= How to complete this task =
Pictures must be left out. Print the lines from the beginning of the material through the line holding "box: [479, 255, 640, 416]", exactly and nothing else.

= Records shown =
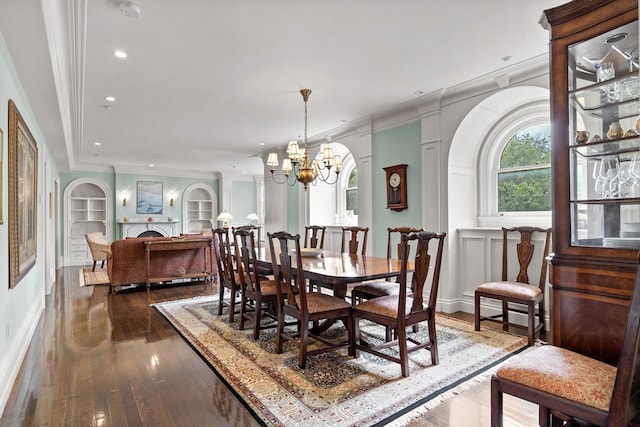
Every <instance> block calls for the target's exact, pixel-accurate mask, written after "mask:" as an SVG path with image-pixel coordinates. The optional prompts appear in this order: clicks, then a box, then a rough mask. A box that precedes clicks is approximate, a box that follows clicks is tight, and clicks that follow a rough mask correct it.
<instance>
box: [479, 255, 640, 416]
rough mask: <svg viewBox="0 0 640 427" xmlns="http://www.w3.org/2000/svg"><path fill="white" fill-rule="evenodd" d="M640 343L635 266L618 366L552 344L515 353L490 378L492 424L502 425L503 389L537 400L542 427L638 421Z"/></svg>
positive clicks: (637, 275) (639, 326)
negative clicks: (635, 276)
mask: <svg viewBox="0 0 640 427" xmlns="http://www.w3.org/2000/svg"><path fill="white" fill-rule="evenodd" d="M639 347H640V266H639V267H638V269H637V272H636V280H635V283H634V285H633V292H632V296H631V305H630V306H629V314H628V315H627V325H626V327H625V332H624V338H623V340H622V349H621V351H620V356H619V358H618V364H617V368H616V367H615V366H611V365H609V364H606V363H603V362H601V361H599V360H596V359H592V358H590V357H587V356H584V355H582V354H579V353H575V352H573V351H571V350H567V349H565V348H561V347H555V346H552V345H543V346H540V347H536V348H534V349H532V350H530V351H526V352H523V353H521V354H519V355H517V356H514V357H513V358H511V359H509V360H508V361H507V362H505V364H503V365H502V366H501V367H500V368H499V369H498V371H497V372H496V373H495V375H493V376H492V378H491V426H492V427H502V425H503V420H502V409H503V394H504V393H507V394H510V395H512V396H516V397H518V398H520V399H524V400H527V401H529V402H533V403H536V404H538V407H539V411H538V416H539V420H538V423H539V425H540V426H542V427H548V426H587V425H588V426H607V427H626V426H627V425H629V426H630V425H634V426H635V425H638V424H637V421H638V418H639V417H636V414H637V413H638V411H639V410H640V374H639V371H640V369H638V363H639V362H640V358H638V348H639ZM631 420H633V423H630V421H631Z"/></svg>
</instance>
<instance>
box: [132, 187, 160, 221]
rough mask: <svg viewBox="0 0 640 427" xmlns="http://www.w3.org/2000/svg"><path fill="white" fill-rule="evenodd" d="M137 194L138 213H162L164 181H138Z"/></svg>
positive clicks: (145, 213)
mask: <svg viewBox="0 0 640 427" xmlns="http://www.w3.org/2000/svg"><path fill="white" fill-rule="evenodd" d="M136 195H137V197H136V213H137V214H143V215H146V214H151V215H153V214H162V182H157V181H138V183H137V186H136Z"/></svg>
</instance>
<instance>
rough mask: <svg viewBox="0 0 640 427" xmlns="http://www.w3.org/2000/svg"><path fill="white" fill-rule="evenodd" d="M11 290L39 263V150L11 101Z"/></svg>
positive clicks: (10, 182) (10, 181)
mask: <svg viewBox="0 0 640 427" xmlns="http://www.w3.org/2000/svg"><path fill="white" fill-rule="evenodd" d="M8 162H9V288H15V287H16V285H17V284H18V282H20V279H22V278H23V277H24V276H25V275H26V274H27V272H28V271H29V270H30V269H31V268H32V267H33V266H34V265H35V263H36V249H37V239H36V238H37V236H36V232H37V229H38V228H37V221H38V212H37V209H38V204H37V195H38V194H37V193H38V146H37V145H36V141H35V140H34V139H33V136H32V135H31V132H30V131H29V128H28V127H27V125H26V123H25V122H24V120H23V119H22V116H21V115H20V112H19V111H18V108H17V107H16V105H15V104H14V102H13V100H9V159H8Z"/></svg>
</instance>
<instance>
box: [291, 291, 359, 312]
mask: <svg viewBox="0 0 640 427" xmlns="http://www.w3.org/2000/svg"><path fill="white" fill-rule="evenodd" d="M301 303H302V302H301V300H300V296H299V295H297V296H296V304H298V305H300V304H301ZM349 307H351V304H350V303H348V302H347V301H339V300H336V298H335V297H334V296H333V295H327V294H321V293H319V292H309V293H307V310H308V312H309V314H313V313H320V312H324V311H329V310H333V309H336V308H349Z"/></svg>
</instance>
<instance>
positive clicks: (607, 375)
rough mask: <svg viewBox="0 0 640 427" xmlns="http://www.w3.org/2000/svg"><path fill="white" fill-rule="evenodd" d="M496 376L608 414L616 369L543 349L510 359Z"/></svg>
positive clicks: (584, 357) (544, 348)
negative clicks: (606, 411)
mask: <svg viewBox="0 0 640 427" xmlns="http://www.w3.org/2000/svg"><path fill="white" fill-rule="evenodd" d="M496 376H497V377H498V378H501V379H504V380H508V381H512V382H514V383H518V384H522V385H525V386H527V387H531V388H534V389H536V390H540V391H543V392H546V393H549V394H553V395H555V396H558V397H562V398H564V399H567V400H571V401H573V402H578V403H581V404H583V405H587V406H591V407H594V408H597V409H601V410H603V411H608V410H609V404H610V403H611V393H612V392H613V384H614V382H615V379H616V368H615V367H614V366H611V365H608V364H606V363H604V362H600V361H599V360H596V359H592V358H590V357H587V356H584V355H582V354H579V353H575V352H573V351H571V350H567V349H564V348H561V347H554V346H550V345H544V346H542V347H538V348H536V349H534V350H532V351H531V352H528V353H524V354H522V355H520V356H519V357H517V358H513V359H512V360H510V361H509V362H508V363H507V364H506V365H504V366H503V367H501V368H500V369H498V371H497V372H496Z"/></svg>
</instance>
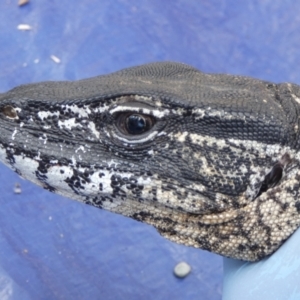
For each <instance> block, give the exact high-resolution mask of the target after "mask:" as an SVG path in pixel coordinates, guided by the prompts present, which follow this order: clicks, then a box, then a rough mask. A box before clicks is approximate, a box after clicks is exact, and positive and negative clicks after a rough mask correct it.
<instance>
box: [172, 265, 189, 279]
mask: <svg viewBox="0 0 300 300" xmlns="http://www.w3.org/2000/svg"><path fill="white" fill-rule="evenodd" d="M190 272H191V266H190V265H188V264H187V263H186V262H184V261H183V262H180V263H179V264H177V265H176V266H175V268H174V274H175V276H177V277H179V278H184V277H186V276H187V275H188V274H189V273H190Z"/></svg>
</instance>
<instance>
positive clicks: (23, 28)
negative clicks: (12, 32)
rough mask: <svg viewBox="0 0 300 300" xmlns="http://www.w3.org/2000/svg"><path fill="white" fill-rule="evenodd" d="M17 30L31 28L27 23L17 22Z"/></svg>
mask: <svg viewBox="0 0 300 300" xmlns="http://www.w3.org/2000/svg"><path fill="white" fill-rule="evenodd" d="M17 29H18V30H23V31H24V30H27V31H28V30H31V29H32V27H31V26H30V25H28V24H19V25H18V27H17Z"/></svg>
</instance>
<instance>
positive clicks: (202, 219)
mask: <svg viewBox="0 0 300 300" xmlns="http://www.w3.org/2000/svg"><path fill="white" fill-rule="evenodd" d="M299 108H300V88H299V87H298V86H297V85H294V84H288V83H283V84H273V83H270V82H265V81H260V80H256V79H252V78H247V77H242V76H230V75H224V74H217V75H216V74H204V73H201V72H200V71H198V70H196V69H194V68H192V67H190V66H187V65H184V64H179V63H172V62H165V63H153V64H148V65H143V66H139V67H134V68H129V69H125V70H121V71H119V72H116V73H112V74H109V75H105V76H98V77H95V78H90V79H86V80H80V81H75V82H41V83H37V84H29V85H23V86H19V87H17V88H14V89H12V90H10V91H8V92H7V93H3V94H0V111H1V113H0V133H1V134H0V161H2V162H3V163H4V164H6V165H7V166H9V167H10V168H12V169H13V170H14V171H16V172H17V173H18V174H20V175H21V176H23V177H24V178H25V179H28V180H30V181H32V182H34V183H36V184H38V185H40V186H42V187H44V188H45V189H48V190H49V191H51V192H55V193H58V194H61V195H63V196H67V197H69V198H72V199H75V200H79V201H82V202H84V203H87V204H91V205H94V206H96V207H99V208H103V209H108V210H110V211H113V212H116V213H120V214H122V215H125V216H128V217H131V218H134V219H136V220H138V221H142V222H146V223H148V224H151V225H153V226H154V227H156V228H157V230H158V231H159V232H160V233H161V234H162V235H163V236H165V237H166V238H168V239H170V240H172V241H174V242H177V243H181V244H185V245H187V246H193V247H199V248H202V249H206V250H209V251H213V252H215V253H219V254H222V255H225V256H228V257H232V258H237V259H242V260H248V261H255V260H259V259H261V258H263V257H265V256H266V255H269V254H271V253H273V252H274V251H275V250H276V249H277V248H278V247H279V246H280V245H281V244H282V243H283V242H284V241H285V240H286V239H287V238H288V237H289V236H290V235H291V234H292V233H293V232H294V231H295V230H296V229H297V228H298V227H299V224H300V200H299V199H300V198H299V180H300V169H299V162H300V155H299V147H300V145H299V143H300V142H299ZM132 114H134V116H138V117H139V116H141V117H142V118H143V117H145V118H148V119H147V120H150V121H151V120H152V121H151V122H153V124H152V123H151V122H150V123H149V124H151V126H150V128H149V130H148V129H147V130H146V131H145V132H142V133H141V134H129V133H128V132H126V130H124V128H126V124H125V125H124V122H123V120H125V121H126V118H127V116H128V115H132ZM135 118H136V117H135ZM125 123H126V122H125ZM140 124H143V123H140Z"/></svg>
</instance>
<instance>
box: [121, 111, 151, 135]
mask: <svg viewBox="0 0 300 300" xmlns="http://www.w3.org/2000/svg"><path fill="white" fill-rule="evenodd" d="M155 123H156V120H155V118H154V117H153V116H151V115H146V114H140V113H136V112H125V113H120V114H118V115H117V117H116V127H117V128H118V129H119V130H120V131H121V132H122V133H123V134H125V135H126V136H136V135H141V134H144V133H146V132H148V131H149V130H151V129H152V128H153V126H154V125H155Z"/></svg>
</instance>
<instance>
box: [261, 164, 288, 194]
mask: <svg viewBox="0 0 300 300" xmlns="http://www.w3.org/2000/svg"><path fill="white" fill-rule="evenodd" d="M282 173H283V165H282V164H281V163H277V164H275V165H274V166H273V168H272V170H271V172H270V173H268V174H267V175H266V177H265V179H264V181H263V182H262V184H261V187H260V190H259V192H258V194H257V196H256V198H257V197H259V196H260V195H261V194H262V193H265V192H266V191H267V190H268V189H270V188H273V187H274V186H276V185H277V184H278V183H279V181H280V180H281V178H282Z"/></svg>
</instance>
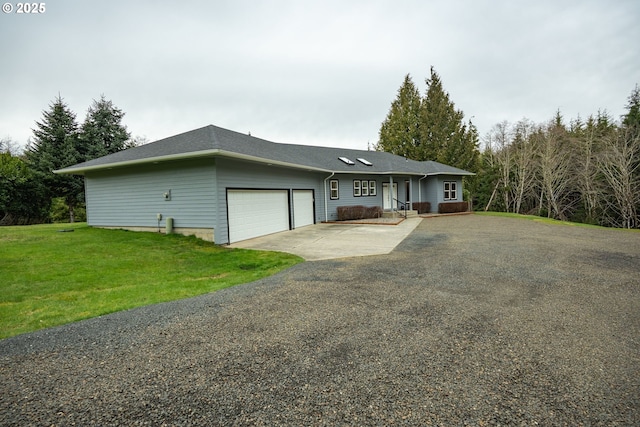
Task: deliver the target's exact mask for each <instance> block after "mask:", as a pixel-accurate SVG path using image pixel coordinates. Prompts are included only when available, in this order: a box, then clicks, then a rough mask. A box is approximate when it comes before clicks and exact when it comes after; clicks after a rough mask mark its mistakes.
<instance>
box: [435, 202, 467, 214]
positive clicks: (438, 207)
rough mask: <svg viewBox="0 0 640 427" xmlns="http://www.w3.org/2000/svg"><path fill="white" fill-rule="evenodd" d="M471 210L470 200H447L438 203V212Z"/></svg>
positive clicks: (463, 210)
mask: <svg viewBox="0 0 640 427" xmlns="http://www.w3.org/2000/svg"><path fill="white" fill-rule="evenodd" d="M468 210H469V202H447V203H440V204H438V213H455V212H466V211H468Z"/></svg>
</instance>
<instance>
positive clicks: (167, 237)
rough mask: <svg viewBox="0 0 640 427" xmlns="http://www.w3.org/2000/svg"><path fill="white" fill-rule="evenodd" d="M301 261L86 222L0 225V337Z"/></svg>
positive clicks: (285, 256)
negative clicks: (19, 225) (66, 223)
mask: <svg viewBox="0 0 640 427" xmlns="http://www.w3.org/2000/svg"><path fill="white" fill-rule="evenodd" d="M62 230H73V232H61V231H62ZM299 262H302V259H301V258H299V257H297V256H294V255H289V254H284V253H278V252H263V251H252V250H245V249H228V248H222V247H219V246H216V245H214V244H212V243H208V242H204V241H202V240H199V239H196V238H195V237H184V236H178V235H169V236H166V235H163V234H156V233H136V232H129V231H123V230H103V229H98V228H91V227H88V226H87V225H86V224H73V225H69V224H56V225H35V226H22V227H0V338H6V337H10V336H13V335H18V334H21V333H25V332H31V331H35V330H38V329H43V328H48V327H51V326H56V325H61V324H65V323H69V322H74V321H77V320H81V319H86V318H89V317H95V316H100V315H103V314H107V313H112V312H115V311H120V310H126V309H130V308H134V307H140V306H143V305H149V304H155V303H159V302H165V301H172V300H177V299H182V298H188V297H192V296H196V295H201V294H204V293H208V292H213V291H216V290H219V289H223V288H226V287H229V286H234V285H237V284H241V283H248V282H251V281H254V280H258V279H261V278H263V277H266V276H269V275H272V274H275V273H277V272H278V271H281V270H283V269H286V268H288V267H291V266H293V265H295V264H297V263H299Z"/></svg>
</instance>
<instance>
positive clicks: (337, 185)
mask: <svg viewBox="0 0 640 427" xmlns="http://www.w3.org/2000/svg"><path fill="white" fill-rule="evenodd" d="M329 187H330V189H331V191H330V193H331V194H330V197H331V200H337V199H339V198H340V191H339V190H338V180H337V179H332V180H331V181H329Z"/></svg>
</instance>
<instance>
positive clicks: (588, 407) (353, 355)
mask: <svg viewBox="0 0 640 427" xmlns="http://www.w3.org/2000/svg"><path fill="white" fill-rule="evenodd" d="M0 370H1V371H0V424H2V425H21V426H23V425H47V426H48V425H116V424H117V425H122V424H126V425H154V426H157V425H269V426H272V425H296V426H298V425H341V424H344V425H380V426H388V425H445V426H450V425H474V426H486V425H527V426H530V425H571V426H576V425H592V426H593V425H603V426H604V425H606V426H610V425H620V426H629V425H640V233H637V232H635V233H634V232H624V231H619V230H601V229H589V228H583V227H572V226H563V225H550V224H545V223H540V222H534V221H526V220H521V219H511V218H499V217H484V216H477V215H468V216H454V217H442V218H433V219H425V220H423V221H422V223H421V224H420V225H419V226H418V228H416V230H414V232H413V233H412V234H411V235H410V236H409V237H408V238H407V239H406V240H405V241H404V242H403V243H401V244H400V245H399V246H398V247H397V248H396V249H395V250H394V251H393V252H392V253H391V254H390V255H384V256H372V257H361V258H345V259H340V260H333V261H313V262H306V263H303V264H299V265H297V266H295V267H293V268H291V269H289V270H287V271H285V272H283V273H281V274H278V275H276V276H273V277H270V278H268V279H265V280H262V281H259V282H255V283H252V284H248V285H244V286H238V287H235V288H231V289H226V290H223V291H219V292H217V293H215V294H210V295H205V296H202V297H197V298H193V299H189V300H183V301H179V302H174V303H168V304H160V305H155V306H151V307H146V308H142V309H136V310H131V311H128V312H123V313H118V314H114V315H110V316H104V317H101V318H97V319H92V320H88V321H84V322H79V323H76V324H72V325H68V326H64V327H61V328H55V329H49V330H46V331H42V332H39V333H34V334H28V335H23V336H19V337H15V338H11V339H6V340H3V341H0Z"/></svg>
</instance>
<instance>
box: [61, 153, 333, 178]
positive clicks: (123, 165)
mask: <svg viewBox="0 0 640 427" xmlns="http://www.w3.org/2000/svg"><path fill="white" fill-rule="evenodd" d="M216 156H219V157H227V158H233V159H239V160H247V161H252V162H258V163H264V164H267V165H277V166H283V167H289V168H295V169H305V170H309V171H317V172H331V171H329V170H328V169H322V168H317V167H313V166H305V165H300V164H295V163H289V162H282V161H278V160H273V159H265V158H263V157H257V156H251V155H248V154H241V153H236V152H232V151H226V150H220V149H213V150H201V151H194V152H191V153H181V154H170V155H165V156H155V157H147V158H144V159H134V160H125V161H121V162H113V163H105V164H100V165H91V166H85V167H82V166H80V167H68V168H63V169H58V170H55V171H53V173H55V174H59V175H84V174H85V173H86V172H94V171H100V170H110V169H115V168H122V167H127V166H136V165H142V164H149V163H160V162H168V161H174V160H185V159H194V158H201V157H216Z"/></svg>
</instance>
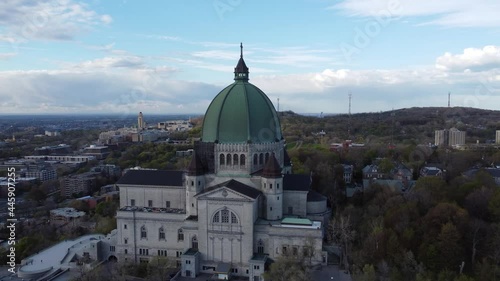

= Task response =
Every <instance> block calls for the target's exact, pixel-accurate mask, written after "mask:" as an SVG path with image-pixel coordinates. The optional prompts appear in this order: clicks, then a box, then a rough mask. A box that precedes clicks is approximate, a box that follows clicks is tight, and clicks that follow a rough mask correct it.
<instance>
box: [479, 255, 640, 416]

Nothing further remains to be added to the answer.